▸ Given request
Copy the lines below verbatim, from the line containing "Please segment the ladder" through the line containing "[[[117,125],[126,125],[128,122],[123,122],[123,123],[117,123]]]", including both of those lines.

▸ Dataset entries
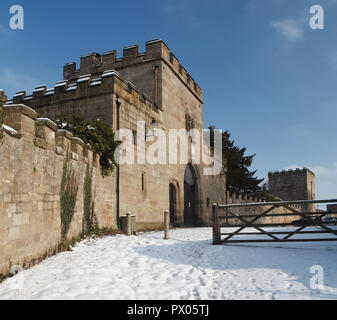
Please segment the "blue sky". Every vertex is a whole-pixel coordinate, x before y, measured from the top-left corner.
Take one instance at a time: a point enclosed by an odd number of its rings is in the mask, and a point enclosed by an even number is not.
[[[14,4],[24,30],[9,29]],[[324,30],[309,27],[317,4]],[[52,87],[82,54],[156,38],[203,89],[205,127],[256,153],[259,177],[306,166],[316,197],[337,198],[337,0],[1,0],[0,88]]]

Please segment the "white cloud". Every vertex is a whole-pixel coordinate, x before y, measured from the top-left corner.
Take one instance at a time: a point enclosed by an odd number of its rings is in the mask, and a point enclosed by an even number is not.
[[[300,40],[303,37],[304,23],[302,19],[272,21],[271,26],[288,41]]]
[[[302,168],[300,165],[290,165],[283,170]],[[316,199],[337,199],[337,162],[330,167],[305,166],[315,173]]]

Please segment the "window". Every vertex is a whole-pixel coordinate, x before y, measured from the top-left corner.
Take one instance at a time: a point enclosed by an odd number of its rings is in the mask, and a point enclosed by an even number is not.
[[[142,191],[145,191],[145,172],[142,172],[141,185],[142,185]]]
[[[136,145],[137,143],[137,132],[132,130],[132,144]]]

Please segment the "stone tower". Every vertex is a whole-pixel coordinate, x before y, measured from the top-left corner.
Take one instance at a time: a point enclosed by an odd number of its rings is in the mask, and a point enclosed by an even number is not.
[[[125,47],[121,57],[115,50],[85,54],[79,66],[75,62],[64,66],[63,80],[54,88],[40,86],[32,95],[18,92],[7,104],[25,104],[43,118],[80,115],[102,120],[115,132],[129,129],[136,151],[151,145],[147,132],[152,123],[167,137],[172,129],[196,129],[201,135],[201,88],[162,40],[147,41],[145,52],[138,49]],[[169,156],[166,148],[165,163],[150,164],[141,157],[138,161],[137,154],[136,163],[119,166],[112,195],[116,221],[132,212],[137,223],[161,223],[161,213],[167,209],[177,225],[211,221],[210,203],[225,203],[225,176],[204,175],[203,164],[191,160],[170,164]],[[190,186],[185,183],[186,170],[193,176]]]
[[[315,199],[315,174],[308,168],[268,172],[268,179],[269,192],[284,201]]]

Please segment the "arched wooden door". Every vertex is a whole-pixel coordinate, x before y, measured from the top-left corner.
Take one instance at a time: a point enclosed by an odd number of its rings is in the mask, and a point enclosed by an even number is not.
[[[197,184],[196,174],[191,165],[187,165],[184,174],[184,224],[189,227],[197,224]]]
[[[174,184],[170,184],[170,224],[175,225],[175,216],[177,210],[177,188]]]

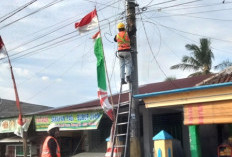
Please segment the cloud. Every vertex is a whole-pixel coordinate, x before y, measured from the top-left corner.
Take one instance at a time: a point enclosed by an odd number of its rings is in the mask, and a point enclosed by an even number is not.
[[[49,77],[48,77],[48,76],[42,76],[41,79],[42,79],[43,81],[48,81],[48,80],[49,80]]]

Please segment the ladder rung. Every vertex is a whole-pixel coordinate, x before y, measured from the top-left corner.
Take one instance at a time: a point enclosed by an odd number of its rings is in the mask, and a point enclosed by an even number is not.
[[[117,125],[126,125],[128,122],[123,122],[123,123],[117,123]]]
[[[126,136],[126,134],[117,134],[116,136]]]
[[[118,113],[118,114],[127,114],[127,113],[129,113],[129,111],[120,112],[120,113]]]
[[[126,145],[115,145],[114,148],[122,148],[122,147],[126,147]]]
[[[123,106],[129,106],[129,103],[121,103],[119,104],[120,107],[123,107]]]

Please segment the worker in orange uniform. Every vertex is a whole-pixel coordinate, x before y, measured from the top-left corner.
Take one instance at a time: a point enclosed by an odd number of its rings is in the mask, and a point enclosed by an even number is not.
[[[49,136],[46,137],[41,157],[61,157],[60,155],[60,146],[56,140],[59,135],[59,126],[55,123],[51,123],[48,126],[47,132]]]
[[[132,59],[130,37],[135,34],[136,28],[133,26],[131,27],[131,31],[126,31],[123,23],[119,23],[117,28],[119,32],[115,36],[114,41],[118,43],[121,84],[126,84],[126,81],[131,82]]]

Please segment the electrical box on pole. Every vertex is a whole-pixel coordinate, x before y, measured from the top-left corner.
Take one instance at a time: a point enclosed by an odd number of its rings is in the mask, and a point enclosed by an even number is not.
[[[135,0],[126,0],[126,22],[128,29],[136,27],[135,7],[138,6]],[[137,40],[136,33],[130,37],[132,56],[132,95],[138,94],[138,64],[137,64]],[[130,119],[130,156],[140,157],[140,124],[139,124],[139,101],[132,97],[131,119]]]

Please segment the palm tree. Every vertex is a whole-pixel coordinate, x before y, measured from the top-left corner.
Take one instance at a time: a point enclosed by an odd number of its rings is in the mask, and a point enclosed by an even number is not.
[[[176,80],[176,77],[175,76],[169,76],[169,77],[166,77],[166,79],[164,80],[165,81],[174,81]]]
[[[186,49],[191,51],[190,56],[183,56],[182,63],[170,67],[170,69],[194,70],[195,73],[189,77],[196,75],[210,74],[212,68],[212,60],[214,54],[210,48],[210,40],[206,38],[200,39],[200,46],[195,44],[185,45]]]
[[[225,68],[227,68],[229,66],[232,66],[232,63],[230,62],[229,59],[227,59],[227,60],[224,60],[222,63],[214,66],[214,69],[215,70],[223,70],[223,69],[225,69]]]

==

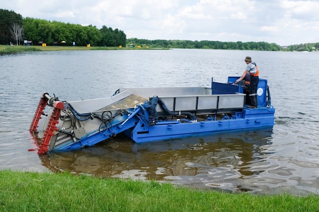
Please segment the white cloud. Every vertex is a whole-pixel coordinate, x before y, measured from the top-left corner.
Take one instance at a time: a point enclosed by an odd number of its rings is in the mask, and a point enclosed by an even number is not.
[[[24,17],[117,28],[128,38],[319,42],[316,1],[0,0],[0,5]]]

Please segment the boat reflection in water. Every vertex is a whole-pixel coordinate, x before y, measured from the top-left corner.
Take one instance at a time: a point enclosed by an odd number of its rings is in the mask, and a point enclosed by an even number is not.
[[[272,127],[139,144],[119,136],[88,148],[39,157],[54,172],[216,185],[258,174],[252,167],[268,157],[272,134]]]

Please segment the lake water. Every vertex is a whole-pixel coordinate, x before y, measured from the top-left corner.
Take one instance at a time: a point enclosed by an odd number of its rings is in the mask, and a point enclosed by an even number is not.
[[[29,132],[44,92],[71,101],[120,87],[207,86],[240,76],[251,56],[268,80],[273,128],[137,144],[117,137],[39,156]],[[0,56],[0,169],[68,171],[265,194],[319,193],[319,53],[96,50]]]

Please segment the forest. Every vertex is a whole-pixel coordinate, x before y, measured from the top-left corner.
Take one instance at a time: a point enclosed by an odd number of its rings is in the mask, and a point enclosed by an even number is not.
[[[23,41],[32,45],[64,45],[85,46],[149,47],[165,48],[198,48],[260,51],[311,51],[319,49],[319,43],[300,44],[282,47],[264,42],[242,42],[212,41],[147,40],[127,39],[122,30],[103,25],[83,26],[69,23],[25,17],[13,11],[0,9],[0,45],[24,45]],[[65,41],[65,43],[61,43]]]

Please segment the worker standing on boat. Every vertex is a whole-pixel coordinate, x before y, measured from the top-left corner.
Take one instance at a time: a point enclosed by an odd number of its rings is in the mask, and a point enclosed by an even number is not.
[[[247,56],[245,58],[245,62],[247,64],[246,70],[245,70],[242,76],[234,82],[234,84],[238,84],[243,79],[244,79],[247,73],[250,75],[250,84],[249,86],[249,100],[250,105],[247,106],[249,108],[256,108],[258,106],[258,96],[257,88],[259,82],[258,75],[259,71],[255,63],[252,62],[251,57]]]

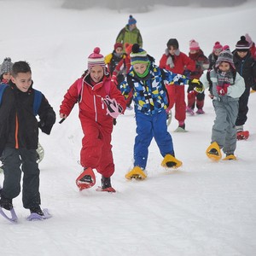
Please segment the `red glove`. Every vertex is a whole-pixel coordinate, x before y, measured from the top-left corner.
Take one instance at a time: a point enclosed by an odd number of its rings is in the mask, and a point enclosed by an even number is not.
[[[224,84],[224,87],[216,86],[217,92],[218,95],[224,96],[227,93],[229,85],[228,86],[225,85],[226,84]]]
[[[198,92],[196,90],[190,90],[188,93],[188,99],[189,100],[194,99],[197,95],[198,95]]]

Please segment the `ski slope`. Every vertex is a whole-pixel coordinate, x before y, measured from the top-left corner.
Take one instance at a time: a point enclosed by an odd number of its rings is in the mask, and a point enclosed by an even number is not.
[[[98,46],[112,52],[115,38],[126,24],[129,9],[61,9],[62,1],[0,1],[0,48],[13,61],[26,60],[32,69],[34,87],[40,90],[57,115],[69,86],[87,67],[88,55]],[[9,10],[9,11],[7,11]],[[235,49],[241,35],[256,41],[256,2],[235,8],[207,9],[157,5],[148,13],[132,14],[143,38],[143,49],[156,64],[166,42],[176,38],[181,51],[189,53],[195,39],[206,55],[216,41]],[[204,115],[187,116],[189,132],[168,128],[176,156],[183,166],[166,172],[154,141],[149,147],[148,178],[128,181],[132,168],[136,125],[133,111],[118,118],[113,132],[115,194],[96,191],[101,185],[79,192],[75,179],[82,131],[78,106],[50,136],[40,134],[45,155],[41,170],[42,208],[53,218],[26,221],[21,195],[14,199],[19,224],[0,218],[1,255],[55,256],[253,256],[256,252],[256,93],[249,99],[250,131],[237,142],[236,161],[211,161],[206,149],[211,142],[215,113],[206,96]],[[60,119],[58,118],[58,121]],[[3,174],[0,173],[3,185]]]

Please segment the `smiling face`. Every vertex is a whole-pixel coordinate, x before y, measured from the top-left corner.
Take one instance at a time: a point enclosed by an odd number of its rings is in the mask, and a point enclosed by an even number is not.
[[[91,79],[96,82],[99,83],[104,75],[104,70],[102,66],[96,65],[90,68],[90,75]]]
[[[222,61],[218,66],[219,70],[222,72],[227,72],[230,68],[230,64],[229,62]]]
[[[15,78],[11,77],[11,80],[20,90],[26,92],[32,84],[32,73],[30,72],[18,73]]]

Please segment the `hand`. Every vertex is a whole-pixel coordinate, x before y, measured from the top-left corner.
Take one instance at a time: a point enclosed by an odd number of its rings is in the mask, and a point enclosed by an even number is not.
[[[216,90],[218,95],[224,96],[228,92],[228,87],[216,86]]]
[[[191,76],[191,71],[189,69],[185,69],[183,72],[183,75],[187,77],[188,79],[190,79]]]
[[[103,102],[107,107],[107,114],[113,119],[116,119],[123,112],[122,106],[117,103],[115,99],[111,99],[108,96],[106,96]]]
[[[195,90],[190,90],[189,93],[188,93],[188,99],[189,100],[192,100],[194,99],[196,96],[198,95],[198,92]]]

▸ Answer to the task
Please segment the ladder rung. Every vertex is a whole-pixel coordinate, x before y, measured from the top-left corner.
Take one instance at a time: a point enclosed by an odd number of its rings is in the mask, and a point enclosed by an even number is not.
[[[117,125],[126,125],[128,122],[123,122],[123,123],[117,123]]]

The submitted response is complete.